■ WORK TASK
Even if a line seems odd, print it as it is, and include every record.

■ Spatial localization data

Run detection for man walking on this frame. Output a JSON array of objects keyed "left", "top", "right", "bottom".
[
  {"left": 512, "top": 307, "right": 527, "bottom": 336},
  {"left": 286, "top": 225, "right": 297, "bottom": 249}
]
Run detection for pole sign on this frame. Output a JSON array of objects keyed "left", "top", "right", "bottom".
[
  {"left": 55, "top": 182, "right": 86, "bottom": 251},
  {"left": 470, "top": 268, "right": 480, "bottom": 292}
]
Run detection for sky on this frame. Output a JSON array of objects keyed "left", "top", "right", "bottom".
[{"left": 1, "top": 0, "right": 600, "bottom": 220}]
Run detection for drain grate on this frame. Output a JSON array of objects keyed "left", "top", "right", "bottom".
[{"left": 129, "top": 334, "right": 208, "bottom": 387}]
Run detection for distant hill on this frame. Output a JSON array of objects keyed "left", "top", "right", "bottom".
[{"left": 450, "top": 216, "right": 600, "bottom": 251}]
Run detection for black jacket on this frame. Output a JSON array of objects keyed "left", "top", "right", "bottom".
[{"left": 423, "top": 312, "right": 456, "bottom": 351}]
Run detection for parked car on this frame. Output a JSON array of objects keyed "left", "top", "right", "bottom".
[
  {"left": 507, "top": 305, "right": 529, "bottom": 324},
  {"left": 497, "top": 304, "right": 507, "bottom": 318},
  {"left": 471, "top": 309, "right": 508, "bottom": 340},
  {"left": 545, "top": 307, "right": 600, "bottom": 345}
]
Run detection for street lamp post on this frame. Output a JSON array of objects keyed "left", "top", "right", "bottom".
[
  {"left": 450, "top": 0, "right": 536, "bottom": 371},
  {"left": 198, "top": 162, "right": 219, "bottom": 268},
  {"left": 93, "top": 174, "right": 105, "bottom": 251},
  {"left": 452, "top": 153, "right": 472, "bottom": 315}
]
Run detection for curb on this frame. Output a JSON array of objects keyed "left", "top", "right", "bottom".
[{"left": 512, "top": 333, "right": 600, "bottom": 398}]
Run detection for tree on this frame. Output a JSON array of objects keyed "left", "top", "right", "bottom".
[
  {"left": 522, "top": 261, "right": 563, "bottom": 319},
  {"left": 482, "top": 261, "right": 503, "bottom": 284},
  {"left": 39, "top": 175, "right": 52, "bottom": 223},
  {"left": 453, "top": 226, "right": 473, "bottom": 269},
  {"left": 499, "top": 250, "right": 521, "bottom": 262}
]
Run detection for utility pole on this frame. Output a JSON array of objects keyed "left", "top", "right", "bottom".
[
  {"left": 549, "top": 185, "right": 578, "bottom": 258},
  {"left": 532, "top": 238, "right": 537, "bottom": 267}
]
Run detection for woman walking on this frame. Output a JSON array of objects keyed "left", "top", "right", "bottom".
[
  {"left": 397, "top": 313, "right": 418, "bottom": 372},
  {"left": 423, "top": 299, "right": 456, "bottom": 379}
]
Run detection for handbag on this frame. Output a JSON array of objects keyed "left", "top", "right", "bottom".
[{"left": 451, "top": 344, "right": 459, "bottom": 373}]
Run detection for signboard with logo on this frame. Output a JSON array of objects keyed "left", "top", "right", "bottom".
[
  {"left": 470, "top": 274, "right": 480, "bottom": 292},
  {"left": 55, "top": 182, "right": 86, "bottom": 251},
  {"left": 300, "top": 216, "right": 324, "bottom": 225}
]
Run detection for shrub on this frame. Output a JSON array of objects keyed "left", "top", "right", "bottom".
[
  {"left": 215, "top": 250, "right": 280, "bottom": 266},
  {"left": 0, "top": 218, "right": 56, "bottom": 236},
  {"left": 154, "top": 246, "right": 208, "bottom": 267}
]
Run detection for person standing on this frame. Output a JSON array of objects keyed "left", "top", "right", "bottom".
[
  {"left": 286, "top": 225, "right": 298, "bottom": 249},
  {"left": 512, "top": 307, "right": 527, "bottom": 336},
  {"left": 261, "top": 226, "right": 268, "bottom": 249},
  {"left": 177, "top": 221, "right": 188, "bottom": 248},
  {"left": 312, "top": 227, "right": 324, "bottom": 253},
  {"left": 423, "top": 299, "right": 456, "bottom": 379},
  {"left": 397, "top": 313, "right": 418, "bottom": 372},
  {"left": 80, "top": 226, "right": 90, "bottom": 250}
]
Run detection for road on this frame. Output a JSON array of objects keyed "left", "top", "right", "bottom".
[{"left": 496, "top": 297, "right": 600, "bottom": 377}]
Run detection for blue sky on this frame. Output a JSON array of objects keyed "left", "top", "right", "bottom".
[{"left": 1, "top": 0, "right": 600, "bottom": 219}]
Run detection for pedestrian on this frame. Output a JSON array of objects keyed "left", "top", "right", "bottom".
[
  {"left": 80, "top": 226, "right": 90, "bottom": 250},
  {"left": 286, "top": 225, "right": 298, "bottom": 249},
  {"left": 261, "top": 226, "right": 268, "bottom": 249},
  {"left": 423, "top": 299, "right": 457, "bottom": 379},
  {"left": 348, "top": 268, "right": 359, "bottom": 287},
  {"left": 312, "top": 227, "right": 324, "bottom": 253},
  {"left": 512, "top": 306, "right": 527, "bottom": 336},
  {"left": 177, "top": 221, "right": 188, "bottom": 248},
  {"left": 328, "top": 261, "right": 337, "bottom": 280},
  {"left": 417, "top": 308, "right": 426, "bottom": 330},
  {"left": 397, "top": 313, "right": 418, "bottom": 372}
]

■ ANSWER BOX
Run detection for man walking on this frame. Output a JSON array of objects keyed "left", "top", "right", "bottom".
[
  {"left": 512, "top": 307, "right": 527, "bottom": 336},
  {"left": 286, "top": 225, "right": 297, "bottom": 249}
]
Run detection for pole sign on this frame. Output a JSON array of objects keyed "left", "top", "right", "bottom".
[
  {"left": 55, "top": 182, "right": 86, "bottom": 251},
  {"left": 470, "top": 268, "right": 480, "bottom": 292}
]
Run detection for sky on this frame. Output a JSON array of objects keyed "left", "top", "right", "bottom".
[{"left": 1, "top": 0, "right": 600, "bottom": 220}]
Run detection for drain grate on this frame. Output a JSON array of objects keyed "left", "top", "right", "bottom".
[{"left": 129, "top": 334, "right": 208, "bottom": 387}]
Run detection for distant hill on this frame. Output a JSON array of objects keyed "left", "top", "right", "bottom".
[{"left": 450, "top": 216, "right": 600, "bottom": 251}]
Run detection for black jacket on this frame. Output a JSON array of objects keyed "left", "top", "right", "bottom".
[{"left": 423, "top": 312, "right": 456, "bottom": 351}]
Run detection for parked car on this frame. Output a JSON array of objects keyed "left", "top", "right", "bottom".
[
  {"left": 507, "top": 305, "right": 529, "bottom": 324},
  {"left": 497, "top": 304, "right": 507, "bottom": 318},
  {"left": 471, "top": 309, "right": 508, "bottom": 340},
  {"left": 545, "top": 307, "right": 600, "bottom": 345}
]
Run detection for street lamp post on this frame. Output a JSON array of objects keyed "left", "top", "right", "bottom".
[
  {"left": 450, "top": 0, "right": 536, "bottom": 371},
  {"left": 198, "top": 162, "right": 219, "bottom": 268},
  {"left": 93, "top": 174, "right": 105, "bottom": 251},
  {"left": 452, "top": 153, "right": 472, "bottom": 315}
]
Run detection for curb on this frame. Output a JSON array of objects keyed "left", "top", "right", "bottom".
[{"left": 512, "top": 333, "right": 600, "bottom": 398}]
Run detection for tree on this frame. Output a JSON array of objects keyed "left", "top", "right", "bottom".
[
  {"left": 522, "top": 261, "right": 563, "bottom": 319},
  {"left": 482, "top": 261, "right": 503, "bottom": 284},
  {"left": 39, "top": 175, "right": 52, "bottom": 223},
  {"left": 453, "top": 226, "right": 473, "bottom": 269},
  {"left": 499, "top": 250, "right": 521, "bottom": 262}
]
Run detection for utility pole on this frame. Output a JSON array of objects keyed "left", "top", "right", "bottom".
[
  {"left": 549, "top": 185, "right": 578, "bottom": 258},
  {"left": 532, "top": 238, "right": 537, "bottom": 267}
]
Run detection for woman walking on this frame. Output a JSON array of objects keyed "left", "top", "right", "bottom".
[
  {"left": 397, "top": 313, "right": 418, "bottom": 372},
  {"left": 423, "top": 299, "right": 456, "bottom": 379}
]
Run detection for handbag on this frame. Output a JSON array of objects keyed "left", "top", "right", "bottom".
[{"left": 451, "top": 344, "right": 459, "bottom": 373}]
Run detection for signboard with logo on this frame. Output a JSON array of objects keyed "left", "top", "right", "bottom".
[
  {"left": 470, "top": 274, "right": 480, "bottom": 292},
  {"left": 55, "top": 182, "right": 86, "bottom": 251},
  {"left": 300, "top": 216, "right": 324, "bottom": 225}
]
Run detection for shrub on this frame. Output a JSON array of objects keyed "left", "top", "right", "bottom".
[
  {"left": 215, "top": 250, "right": 280, "bottom": 266},
  {"left": 0, "top": 218, "right": 56, "bottom": 236},
  {"left": 154, "top": 246, "right": 208, "bottom": 267}
]
Run detection for person standing on this frame. Output a JSON array of objects keyed "left", "top", "right", "bottom".
[
  {"left": 286, "top": 225, "right": 298, "bottom": 249},
  {"left": 512, "top": 307, "right": 527, "bottom": 336},
  {"left": 261, "top": 226, "right": 268, "bottom": 249},
  {"left": 177, "top": 221, "right": 188, "bottom": 248},
  {"left": 312, "top": 227, "right": 324, "bottom": 253},
  {"left": 423, "top": 299, "right": 456, "bottom": 379},
  {"left": 397, "top": 313, "right": 418, "bottom": 372},
  {"left": 80, "top": 226, "right": 90, "bottom": 250}
]
Run detection for road on this frame. Output a JSON array of objects keyed "left", "top", "right", "bottom".
[{"left": 496, "top": 297, "right": 600, "bottom": 377}]
Run detection for blue sky on this frame. Output a JSON array of objects keyed "left", "top", "right", "bottom".
[{"left": 1, "top": 0, "right": 600, "bottom": 219}]
Run detection for pedestrian on this frame. Output a JSON array of objects keyed "left", "top", "right", "bottom".
[
  {"left": 80, "top": 226, "right": 90, "bottom": 250},
  {"left": 286, "top": 225, "right": 298, "bottom": 249},
  {"left": 261, "top": 226, "right": 268, "bottom": 249},
  {"left": 423, "top": 299, "right": 457, "bottom": 379},
  {"left": 348, "top": 268, "right": 359, "bottom": 287},
  {"left": 312, "top": 227, "right": 324, "bottom": 253},
  {"left": 512, "top": 306, "right": 527, "bottom": 336},
  {"left": 177, "top": 221, "right": 188, "bottom": 248},
  {"left": 328, "top": 261, "right": 337, "bottom": 280},
  {"left": 417, "top": 308, "right": 426, "bottom": 330},
  {"left": 397, "top": 313, "right": 418, "bottom": 372}
]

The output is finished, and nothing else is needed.